-- start of PAGE EXTRACT --
Step 2: eps = 0.0400
Converged reason: 3 in 6 iterations.
Step 3: eps = 0.0600
Converged reason: 3 in 7 iterations.
Step 4: eps = 0.0800
Converged reason: 4 in 7 iterations.
Step 5: eps = 0.1000
Converged reason: 4 in 7 iterations.
Step 6: eps = 0.1200
Converged reason: 4 in 8 iterations.
Step 7: eps = 0.1400
Converged reason: 4 in 9 iterations.
Step 8: eps = 0.1600
Converged reason: 4 in 11 iterations.
Step 9: eps = 0.1800
Converged reason: 4 in 13 iterations.
Step 10: eps = 0.2000
Converged reason: 4 in 16 iterations.
Step 11: eps = 0.2200
Converged reason: 4 in 21 iterations.
Step 12: eps = 0.2400
Converged reason: 4 in 31 iterations.
Step 13: eps = 0.2600
Converged reason: 4 in 48 iterations.
Step 14: eps = 0.2800
Failed to converge. Reason: -5, after 50 iterations.
Step 15: eps = 0.3000
Failed to converge. Reason: -5, after 50 iterations.
Step 16: eps = 0.3200
Failed to converge. Reason: -5, after 50 iterations.
Step 17: eps = 0.3400
Converged reason: 4 in 42 iterations.
Step 18: eps = 0.3600
Converged reason: 4 in 30 iterations.
Step 19: eps = 0.3800
Converged reason: 4 in 24 iterations.
Step 20: eps = 0.4000
Converged reason: 4 in 22 iterations.

I’m been playing around with revising constraining across all axis (ref: Convergence difficulties with 3D periodic BCs - #2 by dokken)
which I’ve applied to your example:

import numpy as np
import ufl
from mpi4py import MPI
from dolfinx import fem, io, mesh
import petsc4py.PETSc as PETSc
from ufl import grad, ln, tr, det, variable, derivative, TestFunction, TrialFunction
from dolfinx_mpc import NonlinearProblem, MultiPointConstraint

# ------------------------------------------------------------------------------
# Mesh Generation
# ------------------------------------------------------------------------------
comm = MPI.COMM_WORLD

# Generate simple rectangular mesh
length_plate = 1.0
n_elem = 30

domain = mesh.create_rectangle(
    comm=comm,
    points=((0.0, 0.0), (length_plate, length_plate)),
    n=(n_elem, n_elem),
    cell_type=mesh.CellType.triangle,
)
dim = domain.topology.dim


# ------------------------------------------------------------------------------
# Boundary Conditions and Function Spaces
# ------------------------------------------------------------------------------
def bot_left_corner(x):
    return np.logical_and(np.isclose(x[0], 0.0), np.isclose(x[1], 0.0))


# Space for the periodic fluctuation field 'u'
V = fem.functionspace(domain, ("P", 1, (dim,)))
-- end of PAGE EXTRACT --
-- start of SOURCE EXCERPT --
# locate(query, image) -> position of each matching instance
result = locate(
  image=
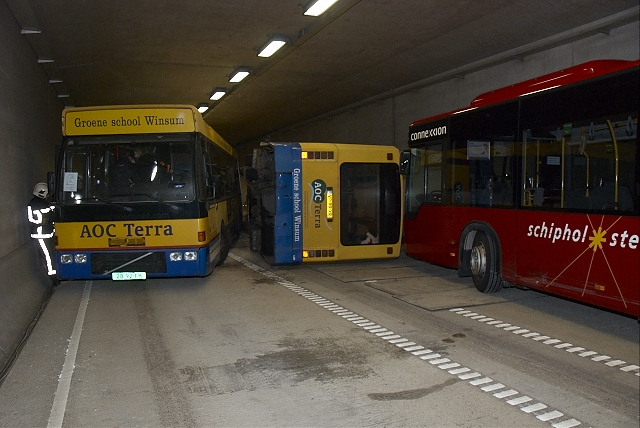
-- end of SOURCE EXCERPT --
#### [JOBS]
[1] Restate word for word the part of the forum post starting at "Step 3: eps" and ending at "in 13 iterations.".
[2] Translate the line "Converged reason: 4 in 48 iterations." from the forum post into Spanish.
You can leave the listing aside.

#### [THE SOLUTIONS]
[1]
Step 3: eps = 0.0600
Converged reason: 3 in 7 iterations.
Step 4: eps = 0.0800
Converged reason: 4 in 7 iterations.
Step 5: eps = 0.1000
Converged reason: 4 in 7 iterations.
Step 6: eps = 0.1200
Converged reason: 4 in 8 iterations.
Step 7: eps = 0.1400
Converged reason: 4 in 9 iterations.
Step 8: eps = 0.1600
Converged reason: 4 in 11 iterations.
Step 9: eps = 0.1800
Converged reason: 4 in 13 iterations.

[2] Motivo de convergencia: 4 en 48 iteraciones.